Exercise objective =>
Answer these questions from the opinion piece about the Mulberry Street crosswalk below.
1. How many students were hospitalized in the recent events it mentions?
2. What is the name of the event for prospective students?
3. Where were the "admissions" shuttles lined up?

Study text =>
Published: February 18, 2016
It is despicable to me, especially in regards to recent events that resulted in two students’ hospitalization, that The University felt the need to station a University police officer on the corner of Mulberry Street and Monroe Avenue just in time for the arrival of prospective students on its Royal Days event.
While walking up Mulberry Street on the morning of Feb. 8, a University police officer, donning a neon-green translucent jacket, which I propose one of which should be distributed to each student at orientation, was in the middle of the crosswalk at Monroe-Mulberry, directing traffic. I was relieved to see that the University finally finished sitting on its hands, and believed that the officer directing traffic was a genuine solution to the problems of traversing Mulberry Street. But, then I noticed bright purple balloons attached to the gym’s doors, “admissions” shuttles lined up by the library, and signs directing prospective students and their families around campus.

Excerpted data =>

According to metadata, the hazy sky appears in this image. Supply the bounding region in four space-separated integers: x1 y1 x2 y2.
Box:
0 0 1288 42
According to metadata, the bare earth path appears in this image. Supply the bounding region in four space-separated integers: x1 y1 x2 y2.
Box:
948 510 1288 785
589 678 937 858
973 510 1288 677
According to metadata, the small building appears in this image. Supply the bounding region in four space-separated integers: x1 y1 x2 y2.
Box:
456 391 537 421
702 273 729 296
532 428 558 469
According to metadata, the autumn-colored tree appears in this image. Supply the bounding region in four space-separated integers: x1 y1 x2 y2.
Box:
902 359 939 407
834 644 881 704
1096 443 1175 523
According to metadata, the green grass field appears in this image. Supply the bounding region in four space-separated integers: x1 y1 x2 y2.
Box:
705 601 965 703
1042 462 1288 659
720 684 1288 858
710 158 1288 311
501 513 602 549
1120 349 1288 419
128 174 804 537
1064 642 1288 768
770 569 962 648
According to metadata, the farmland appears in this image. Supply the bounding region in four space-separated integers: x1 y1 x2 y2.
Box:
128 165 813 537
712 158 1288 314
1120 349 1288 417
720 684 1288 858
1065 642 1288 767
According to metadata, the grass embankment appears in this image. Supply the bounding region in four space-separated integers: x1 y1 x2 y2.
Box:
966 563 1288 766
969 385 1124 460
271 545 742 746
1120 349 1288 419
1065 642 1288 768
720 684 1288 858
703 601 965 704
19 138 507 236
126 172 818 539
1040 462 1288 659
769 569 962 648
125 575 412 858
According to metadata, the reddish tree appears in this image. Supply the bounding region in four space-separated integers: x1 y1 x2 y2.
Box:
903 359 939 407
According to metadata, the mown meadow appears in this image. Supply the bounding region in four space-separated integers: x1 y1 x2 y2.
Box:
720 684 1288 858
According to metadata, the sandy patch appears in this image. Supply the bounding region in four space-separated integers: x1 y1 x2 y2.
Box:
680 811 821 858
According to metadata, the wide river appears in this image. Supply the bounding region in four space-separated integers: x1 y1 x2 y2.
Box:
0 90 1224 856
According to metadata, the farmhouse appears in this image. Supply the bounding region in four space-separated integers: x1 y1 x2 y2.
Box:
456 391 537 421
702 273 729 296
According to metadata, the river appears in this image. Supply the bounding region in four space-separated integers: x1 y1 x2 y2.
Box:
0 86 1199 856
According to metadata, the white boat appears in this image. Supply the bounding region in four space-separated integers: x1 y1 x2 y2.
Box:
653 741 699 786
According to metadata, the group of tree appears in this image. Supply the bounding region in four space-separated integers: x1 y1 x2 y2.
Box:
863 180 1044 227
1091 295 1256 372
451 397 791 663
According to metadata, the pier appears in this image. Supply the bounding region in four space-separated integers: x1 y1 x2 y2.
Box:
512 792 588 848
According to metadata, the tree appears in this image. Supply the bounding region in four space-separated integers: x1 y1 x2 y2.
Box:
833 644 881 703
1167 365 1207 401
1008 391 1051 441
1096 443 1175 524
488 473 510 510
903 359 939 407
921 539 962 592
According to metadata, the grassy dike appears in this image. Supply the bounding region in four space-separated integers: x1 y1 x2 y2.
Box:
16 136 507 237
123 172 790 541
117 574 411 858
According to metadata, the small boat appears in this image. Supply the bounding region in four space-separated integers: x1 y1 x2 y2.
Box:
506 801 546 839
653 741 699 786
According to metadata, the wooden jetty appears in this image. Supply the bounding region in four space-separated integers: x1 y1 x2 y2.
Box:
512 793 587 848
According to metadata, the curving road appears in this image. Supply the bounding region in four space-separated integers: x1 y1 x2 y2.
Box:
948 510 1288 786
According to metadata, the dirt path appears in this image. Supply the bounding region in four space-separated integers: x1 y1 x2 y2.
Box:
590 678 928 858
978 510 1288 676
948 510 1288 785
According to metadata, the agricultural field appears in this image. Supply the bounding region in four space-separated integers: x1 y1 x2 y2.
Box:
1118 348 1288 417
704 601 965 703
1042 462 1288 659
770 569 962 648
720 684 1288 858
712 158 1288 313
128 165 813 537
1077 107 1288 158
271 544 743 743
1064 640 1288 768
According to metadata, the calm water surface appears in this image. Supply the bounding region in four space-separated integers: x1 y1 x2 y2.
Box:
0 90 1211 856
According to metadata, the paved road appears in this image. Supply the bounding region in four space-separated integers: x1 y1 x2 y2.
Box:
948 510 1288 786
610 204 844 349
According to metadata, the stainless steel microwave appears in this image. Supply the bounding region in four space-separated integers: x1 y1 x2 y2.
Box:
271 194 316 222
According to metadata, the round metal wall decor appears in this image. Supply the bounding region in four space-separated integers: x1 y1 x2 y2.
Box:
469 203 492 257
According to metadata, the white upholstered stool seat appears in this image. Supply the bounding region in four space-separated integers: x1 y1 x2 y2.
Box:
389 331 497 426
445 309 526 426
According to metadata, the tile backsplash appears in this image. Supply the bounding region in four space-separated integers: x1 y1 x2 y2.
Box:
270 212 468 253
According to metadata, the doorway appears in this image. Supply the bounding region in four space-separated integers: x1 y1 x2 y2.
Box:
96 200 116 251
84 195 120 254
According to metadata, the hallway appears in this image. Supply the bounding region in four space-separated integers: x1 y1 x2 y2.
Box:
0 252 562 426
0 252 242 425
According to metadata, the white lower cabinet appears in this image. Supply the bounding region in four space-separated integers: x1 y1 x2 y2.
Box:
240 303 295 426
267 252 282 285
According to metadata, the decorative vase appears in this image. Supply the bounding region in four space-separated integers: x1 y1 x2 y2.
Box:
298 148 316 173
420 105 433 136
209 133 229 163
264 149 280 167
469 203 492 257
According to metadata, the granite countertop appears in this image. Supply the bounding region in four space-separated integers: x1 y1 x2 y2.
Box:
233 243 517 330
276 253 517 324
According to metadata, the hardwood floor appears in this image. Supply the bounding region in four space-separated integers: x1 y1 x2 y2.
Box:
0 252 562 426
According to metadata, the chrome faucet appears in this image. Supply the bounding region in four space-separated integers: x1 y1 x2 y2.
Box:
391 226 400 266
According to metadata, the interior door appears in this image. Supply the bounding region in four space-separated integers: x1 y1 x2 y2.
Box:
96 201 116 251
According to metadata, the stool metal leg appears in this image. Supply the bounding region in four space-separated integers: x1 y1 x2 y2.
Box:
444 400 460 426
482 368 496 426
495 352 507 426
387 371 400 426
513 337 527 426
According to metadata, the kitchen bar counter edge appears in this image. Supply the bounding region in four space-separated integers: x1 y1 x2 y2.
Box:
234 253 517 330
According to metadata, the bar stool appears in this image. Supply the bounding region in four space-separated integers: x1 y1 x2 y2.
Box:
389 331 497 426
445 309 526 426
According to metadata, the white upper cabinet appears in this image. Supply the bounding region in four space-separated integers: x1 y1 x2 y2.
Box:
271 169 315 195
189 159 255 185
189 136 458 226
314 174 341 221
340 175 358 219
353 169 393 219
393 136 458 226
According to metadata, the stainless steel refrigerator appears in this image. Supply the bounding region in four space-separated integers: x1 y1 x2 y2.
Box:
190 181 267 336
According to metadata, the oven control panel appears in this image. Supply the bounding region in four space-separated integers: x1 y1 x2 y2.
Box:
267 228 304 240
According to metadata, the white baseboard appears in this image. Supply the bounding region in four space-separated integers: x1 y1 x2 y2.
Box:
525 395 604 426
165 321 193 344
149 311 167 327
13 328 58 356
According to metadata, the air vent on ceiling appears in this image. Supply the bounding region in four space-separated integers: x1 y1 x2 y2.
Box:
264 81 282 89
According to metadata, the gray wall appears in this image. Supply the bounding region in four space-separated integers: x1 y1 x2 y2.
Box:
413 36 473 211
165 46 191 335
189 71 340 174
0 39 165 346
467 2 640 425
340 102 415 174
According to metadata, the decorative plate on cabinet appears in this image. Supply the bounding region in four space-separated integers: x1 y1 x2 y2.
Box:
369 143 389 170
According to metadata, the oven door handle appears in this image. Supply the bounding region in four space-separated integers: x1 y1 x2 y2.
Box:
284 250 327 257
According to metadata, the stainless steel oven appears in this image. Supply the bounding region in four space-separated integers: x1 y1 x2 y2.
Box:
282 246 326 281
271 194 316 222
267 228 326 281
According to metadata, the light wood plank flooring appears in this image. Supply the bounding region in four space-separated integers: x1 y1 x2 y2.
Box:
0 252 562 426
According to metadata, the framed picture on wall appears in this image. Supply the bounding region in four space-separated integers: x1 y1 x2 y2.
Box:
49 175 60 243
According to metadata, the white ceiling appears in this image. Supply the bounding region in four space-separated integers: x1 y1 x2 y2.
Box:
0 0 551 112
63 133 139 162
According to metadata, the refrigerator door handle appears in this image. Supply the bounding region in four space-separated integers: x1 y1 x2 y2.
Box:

Exercise solution =>
1. Two students.
2. Royal Days.
3. By the library.